> _Task goal_
Reproduce the records starting at the beginning and ending at the line containing "259 94 322 257", switching every "bounding box" to "rectangle" and leaving everything else unchanged. Return only those lines.

> _Recorded information_
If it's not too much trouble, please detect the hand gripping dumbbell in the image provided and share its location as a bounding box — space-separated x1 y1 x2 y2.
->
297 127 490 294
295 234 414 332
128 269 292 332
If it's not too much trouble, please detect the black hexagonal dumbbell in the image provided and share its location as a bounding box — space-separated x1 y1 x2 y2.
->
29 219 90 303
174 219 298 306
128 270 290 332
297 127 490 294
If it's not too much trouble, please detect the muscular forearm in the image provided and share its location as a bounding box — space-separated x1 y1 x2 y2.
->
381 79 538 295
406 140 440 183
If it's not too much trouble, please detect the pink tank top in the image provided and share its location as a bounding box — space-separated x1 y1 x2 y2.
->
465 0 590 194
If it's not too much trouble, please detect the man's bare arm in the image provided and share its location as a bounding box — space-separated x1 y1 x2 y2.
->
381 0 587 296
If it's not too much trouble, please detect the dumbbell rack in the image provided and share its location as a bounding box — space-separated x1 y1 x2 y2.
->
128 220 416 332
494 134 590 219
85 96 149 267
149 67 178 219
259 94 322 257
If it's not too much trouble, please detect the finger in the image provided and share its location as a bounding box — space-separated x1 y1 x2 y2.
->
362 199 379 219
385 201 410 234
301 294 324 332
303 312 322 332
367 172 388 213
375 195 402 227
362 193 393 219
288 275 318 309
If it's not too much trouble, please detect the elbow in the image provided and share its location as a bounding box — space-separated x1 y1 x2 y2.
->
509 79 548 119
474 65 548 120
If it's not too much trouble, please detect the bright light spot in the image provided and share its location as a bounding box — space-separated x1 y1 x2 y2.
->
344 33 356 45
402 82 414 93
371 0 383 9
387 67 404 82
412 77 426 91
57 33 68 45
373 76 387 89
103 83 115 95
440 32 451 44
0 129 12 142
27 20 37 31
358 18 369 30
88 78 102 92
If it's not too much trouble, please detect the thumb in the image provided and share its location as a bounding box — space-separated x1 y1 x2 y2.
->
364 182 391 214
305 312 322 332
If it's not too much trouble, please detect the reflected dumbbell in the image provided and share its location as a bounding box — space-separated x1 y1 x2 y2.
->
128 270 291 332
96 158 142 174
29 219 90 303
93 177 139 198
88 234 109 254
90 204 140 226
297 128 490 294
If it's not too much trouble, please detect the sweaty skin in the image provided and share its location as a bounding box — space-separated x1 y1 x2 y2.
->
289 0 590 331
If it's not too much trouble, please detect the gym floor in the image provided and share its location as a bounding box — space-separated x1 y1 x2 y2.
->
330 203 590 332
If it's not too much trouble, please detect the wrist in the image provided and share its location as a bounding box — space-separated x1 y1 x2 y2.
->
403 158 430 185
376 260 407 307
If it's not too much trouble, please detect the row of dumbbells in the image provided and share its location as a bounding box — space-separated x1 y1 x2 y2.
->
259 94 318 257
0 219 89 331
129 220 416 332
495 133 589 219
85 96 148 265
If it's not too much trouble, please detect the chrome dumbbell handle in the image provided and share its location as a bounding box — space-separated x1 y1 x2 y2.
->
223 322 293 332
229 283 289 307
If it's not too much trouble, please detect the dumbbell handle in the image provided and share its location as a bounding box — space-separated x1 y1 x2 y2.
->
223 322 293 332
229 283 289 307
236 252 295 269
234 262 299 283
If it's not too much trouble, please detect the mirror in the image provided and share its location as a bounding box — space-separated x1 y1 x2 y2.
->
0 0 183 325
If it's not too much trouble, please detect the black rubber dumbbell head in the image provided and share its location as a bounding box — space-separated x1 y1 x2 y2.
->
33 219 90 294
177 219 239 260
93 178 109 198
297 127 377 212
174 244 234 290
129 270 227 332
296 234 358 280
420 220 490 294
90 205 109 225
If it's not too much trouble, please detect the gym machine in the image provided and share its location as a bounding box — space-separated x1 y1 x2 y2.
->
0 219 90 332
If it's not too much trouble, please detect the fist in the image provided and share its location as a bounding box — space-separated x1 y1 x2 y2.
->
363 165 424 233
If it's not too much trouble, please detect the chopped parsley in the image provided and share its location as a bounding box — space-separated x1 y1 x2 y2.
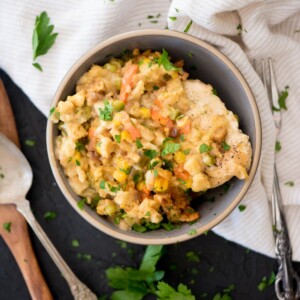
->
3 222 11 233
115 134 121 144
238 204 247 212
25 139 35 147
157 49 180 71
183 20 193 33
221 141 230 151
44 211 57 221
75 142 84 151
144 150 158 160
100 180 106 190
133 173 141 184
72 240 79 248
161 142 180 156
77 198 86 210
99 100 114 121
135 139 143 149
32 11 58 72
199 144 212 153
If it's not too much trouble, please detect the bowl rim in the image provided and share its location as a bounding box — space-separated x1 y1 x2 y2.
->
46 29 262 245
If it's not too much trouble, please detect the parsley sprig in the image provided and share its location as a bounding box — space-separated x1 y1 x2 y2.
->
106 245 196 300
32 11 58 72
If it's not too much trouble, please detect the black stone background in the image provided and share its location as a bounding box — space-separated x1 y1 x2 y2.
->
0 70 300 300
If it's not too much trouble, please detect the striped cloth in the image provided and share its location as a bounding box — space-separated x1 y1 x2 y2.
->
0 0 300 261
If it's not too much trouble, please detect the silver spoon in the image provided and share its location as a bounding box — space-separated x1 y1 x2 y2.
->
0 133 97 300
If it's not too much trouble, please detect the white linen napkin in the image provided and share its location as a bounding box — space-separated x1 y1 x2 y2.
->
0 0 300 261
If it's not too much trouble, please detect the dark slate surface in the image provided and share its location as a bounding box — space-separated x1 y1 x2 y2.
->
0 71 300 300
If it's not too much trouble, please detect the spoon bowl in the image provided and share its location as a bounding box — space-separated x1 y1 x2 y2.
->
0 134 32 204
0 133 97 300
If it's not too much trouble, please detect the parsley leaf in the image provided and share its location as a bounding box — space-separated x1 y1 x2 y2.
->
32 11 58 71
161 142 180 156
99 100 114 121
199 144 212 153
156 281 196 300
144 150 158 159
157 49 180 71
221 141 230 151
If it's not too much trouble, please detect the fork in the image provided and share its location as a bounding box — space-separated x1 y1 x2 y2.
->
261 58 300 300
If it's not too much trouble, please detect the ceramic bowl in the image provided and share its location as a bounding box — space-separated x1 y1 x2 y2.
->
47 30 261 244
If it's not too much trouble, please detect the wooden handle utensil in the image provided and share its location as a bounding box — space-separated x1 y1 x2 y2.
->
0 79 53 300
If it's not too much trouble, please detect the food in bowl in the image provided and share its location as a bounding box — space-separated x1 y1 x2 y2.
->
51 49 252 231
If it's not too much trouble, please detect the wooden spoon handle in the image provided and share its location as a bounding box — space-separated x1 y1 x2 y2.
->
0 79 53 300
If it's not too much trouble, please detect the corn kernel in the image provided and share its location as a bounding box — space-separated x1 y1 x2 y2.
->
174 151 185 164
136 181 146 192
140 107 150 119
113 119 122 127
72 150 81 164
116 157 129 170
113 170 127 183
154 178 169 192
132 48 140 56
184 179 193 189
121 130 132 143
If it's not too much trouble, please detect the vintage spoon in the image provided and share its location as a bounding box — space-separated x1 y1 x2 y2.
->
0 134 97 300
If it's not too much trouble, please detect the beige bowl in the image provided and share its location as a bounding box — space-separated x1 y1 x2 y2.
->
47 30 261 244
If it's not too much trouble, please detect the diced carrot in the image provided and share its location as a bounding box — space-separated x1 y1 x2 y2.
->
179 120 192 134
154 99 162 107
120 65 139 103
174 165 190 180
150 109 174 128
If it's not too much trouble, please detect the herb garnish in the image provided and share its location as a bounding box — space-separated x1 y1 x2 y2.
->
99 100 114 121
199 144 212 153
115 134 121 144
32 11 58 72
221 141 230 151
44 211 57 221
157 49 180 71
161 142 180 156
3 222 11 233
100 180 106 190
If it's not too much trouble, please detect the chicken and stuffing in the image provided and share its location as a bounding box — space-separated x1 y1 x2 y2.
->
51 49 252 231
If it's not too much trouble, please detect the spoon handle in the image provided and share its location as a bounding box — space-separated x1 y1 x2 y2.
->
17 199 97 300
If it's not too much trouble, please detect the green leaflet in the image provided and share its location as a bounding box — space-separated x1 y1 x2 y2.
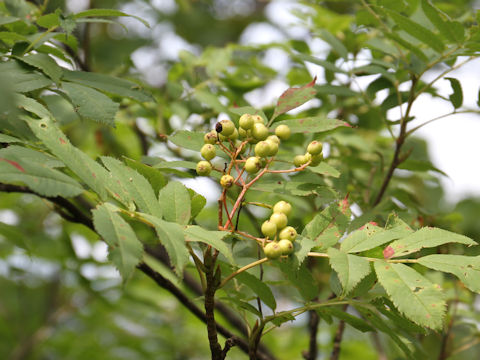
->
308 161 340 178
0 147 83 197
13 94 52 118
384 227 477 258
168 130 205 151
92 204 143 282
385 9 445 52
418 255 480 293
63 70 154 102
354 304 417 359
183 225 235 264
276 116 350 134
16 53 63 83
374 260 446 329
73 9 150 28
101 156 163 217
28 118 109 200
123 157 167 194
445 77 463 109
0 61 52 93
340 224 413 253
137 213 190 277
316 306 374 332
302 200 350 249
187 188 207 219
0 145 65 168
269 77 317 122
62 82 119 126
317 29 348 59
0 134 23 143
235 271 277 311
421 0 465 42
327 247 371 295
158 181 191 225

> _Solution for this exercise_
If it's not too much trouble, please detect the hand gripping dumbbell in the image provided and share its location as a rectangle — space-separated x1 y1 x2 y2.
->
297 127 490 294
295 234 414 332
128 269 292 332
If it's not too much trouble, please detect the black hexagonal dumbbell in the image provided and share its location as a rectangle — space-separated x1 y1 x2 y2.
->
29 219 90 303
174 219 298 306
128 270 290 332
297 127 490 294
If it's not too much trouble, please detect the muscular forearm in the image provided and share its location as a rectangle — space-separated x1 y1 x2 y2.
->
381 79 538 295
406 140 440 183
If it's not too much trouble, please detect the pink tank top in the image provided and share its location as a rectangle — space-separated x1 y1 x2 y2.
->
465 0 590 194
If it's not too much trouble, please detect the man's bare arm in the image provided and share its location as a rectangle — space-separated x1 y1 x2 y2.
->
381 0 587 296
If it's not too much trouble, please detect the dumbbell rack in the image provided and share its location as a rectangle — space-separated x1 y1 x2 y2.
->
128 220 416 332
494 134 590 219
85 96 149 267
149 67 178 219
259 94 322 257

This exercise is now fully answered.